■ WORK ITEM: Make an exact copy of the entries below.

[[ EXERCISE MATERIALS open ]]

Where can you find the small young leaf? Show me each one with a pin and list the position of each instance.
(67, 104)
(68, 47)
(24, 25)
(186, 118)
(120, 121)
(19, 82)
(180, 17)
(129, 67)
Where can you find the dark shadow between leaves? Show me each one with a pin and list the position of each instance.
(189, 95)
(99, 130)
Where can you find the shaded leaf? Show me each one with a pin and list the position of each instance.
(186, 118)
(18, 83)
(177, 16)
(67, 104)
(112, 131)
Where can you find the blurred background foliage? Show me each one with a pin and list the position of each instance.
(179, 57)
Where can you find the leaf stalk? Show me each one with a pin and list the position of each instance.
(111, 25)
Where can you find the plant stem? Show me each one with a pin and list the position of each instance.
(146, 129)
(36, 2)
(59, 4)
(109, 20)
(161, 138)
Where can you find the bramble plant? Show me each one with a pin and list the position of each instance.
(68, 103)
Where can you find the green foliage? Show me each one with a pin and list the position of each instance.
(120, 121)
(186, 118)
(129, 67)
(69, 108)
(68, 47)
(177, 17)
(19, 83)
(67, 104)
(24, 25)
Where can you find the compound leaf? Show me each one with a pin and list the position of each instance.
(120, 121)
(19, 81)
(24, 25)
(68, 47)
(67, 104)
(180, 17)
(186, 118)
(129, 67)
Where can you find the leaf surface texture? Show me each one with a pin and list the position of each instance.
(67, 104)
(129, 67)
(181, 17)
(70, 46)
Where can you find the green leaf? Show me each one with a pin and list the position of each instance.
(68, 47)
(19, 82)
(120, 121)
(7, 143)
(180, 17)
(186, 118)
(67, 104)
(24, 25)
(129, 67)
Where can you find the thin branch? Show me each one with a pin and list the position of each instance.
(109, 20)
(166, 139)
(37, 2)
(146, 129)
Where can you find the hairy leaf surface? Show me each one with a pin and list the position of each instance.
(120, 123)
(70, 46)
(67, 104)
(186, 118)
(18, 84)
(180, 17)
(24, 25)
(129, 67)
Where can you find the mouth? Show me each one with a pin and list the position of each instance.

[[ EXERCISE MATERIALS closed ]]

■ ANSWER FOR THIS EXERCISE:
Where can you find the small young leaf? Show me each one with a pin and list the position of each instance.
(67, 104)
(68, 47)
(24, 25)
(186, 118)
(120, 121)
(19, 82)
(180, 17)
(129, 67)
Where can you find the dark shadow between leaves? Show me each one with a pin and list the position of each instance.
(189, 95)
(99, 130)
Where can you find the shaded leaf? Show me each one with a pin and list the position of each instance.
(186, 118)
(18, 83)
(177, 16)
(67, 104)
(112, 131)
Where can you find the blurred background foliage? Show me each one with a pin and list the position of each instance.
(179, 57)
Where can you find the leaf stalk? Show me each one with a pin and list the position of each instance.
(111, 25)
Where can you find the plant stem? Show me each one with a pin and list the position of each instance.
(146, 129)
(36, 2)
(59, 4)
(109, 20)
(161, 138)
Where can you find the bramble plant? Show me each one with a pin and list the position of each instance.
(68, 103)
Where can you find the green foliage? Show me each one with a pin and list the position of each instance.
(120, 121)
(186, 118)
(129, 67)
(69, 108)
(68, 47)
(177, 17)
(19, 83)
(67, 104)
(24, 25)
Where can you find the compound leaf? Show me each one with a pin and list the position of each instance.
(120, 121)
(19, 81)
(24, 25)
(68, 47)
(67, 104)
(180, 17)
(186, 118)
(129, 67)
Where can you find the leaf surface texture? Show me each one with a pin and list the position of each instance.
(67, 104)
(129, 67)
(181, 17)
(70, 46)
Where can you find the green leaf? Show me each one with a pin and list the position of each instance.
(68, 47)
(19, 82)
(120, 121)
(7, 143)
(180, 17)
(186, 118)
(67, 104)
(24, 25)
(129, 67)
Where can you find the thin branch? Show me each one with a pin and list the position of each instance.
(109, 20)
(166, 139)
(37, 2)
(146, 129)
Where can you find the hairy leaf surface? Show me each one with a pin and list the position of each instance.
(120, 123)
(70, 46)
(67, 104)
(186, 118)
(18, 84)
(180, 17)
(24, 25)
(129, 67)
Where can you find the mouth? Show me each one with a pin and list the position of each instance.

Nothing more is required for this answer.